Exercise brief: Only the lines from the line containing "Sample of the" to the end of the records, both included, belong in the answer, copied exactly.

Available data:
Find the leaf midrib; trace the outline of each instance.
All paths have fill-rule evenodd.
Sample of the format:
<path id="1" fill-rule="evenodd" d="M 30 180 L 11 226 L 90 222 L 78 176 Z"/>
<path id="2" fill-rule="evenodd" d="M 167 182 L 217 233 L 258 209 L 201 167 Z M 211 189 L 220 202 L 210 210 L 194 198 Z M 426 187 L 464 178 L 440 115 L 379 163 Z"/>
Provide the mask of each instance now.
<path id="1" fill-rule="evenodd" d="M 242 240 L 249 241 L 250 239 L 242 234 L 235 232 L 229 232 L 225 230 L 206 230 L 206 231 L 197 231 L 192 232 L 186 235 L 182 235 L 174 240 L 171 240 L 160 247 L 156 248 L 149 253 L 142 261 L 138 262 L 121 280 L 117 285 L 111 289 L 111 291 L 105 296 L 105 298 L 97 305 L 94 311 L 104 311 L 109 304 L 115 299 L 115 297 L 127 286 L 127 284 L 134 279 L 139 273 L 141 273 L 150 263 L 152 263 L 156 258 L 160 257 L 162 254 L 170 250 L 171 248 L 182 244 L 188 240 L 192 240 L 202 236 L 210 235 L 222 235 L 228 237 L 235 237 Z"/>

Worked solution:
Sample of the format:
<path id="1" fill-rule="evenodd" d="M 30 180 L 11 226 L 90 222 L 78 176 Z"/>
<path id="2" fill-rule="evenodd" d="M 167 182 L 217 233 L 258 209 L 201 167 Z M 211 189 L 220 202 L 210 210 L 194 198 Z M 426 187 L 464 178 L 440 115 L 379 163 Z"/>
Provide the mask of each instance now.
<path id="1" fill-rule="evenodd" d="M 242 240 L 249 241 L 250 239 L 242 234 L 235 232 L 229 232 L 225 230 L 206 230 L 206 231 L 197 231 L 192 232 L 186 235 L 182 235 L 174 240 L 171 240 L 160 247 L 156 248 L 149 253 L 142 261 L 138 262 L 121 280 L 117 285 L 111 289 L 111 291 L 105 296 L 105 298 L 97 305 L 94 311 L 104 311 L 109 304 L 115 299 L 115 297 L 127 286 L 127 284 L 134 279 L 139 273 L 141 273 L 150 263 L 152 263 L 156 258 L 160 257 L 162 254 L 170 250 L 171 248 L 182 244 L 188 240 L 192 240 L 202 236 L 210 235 L 222 235 L 228 237 L 235 237 Z"/>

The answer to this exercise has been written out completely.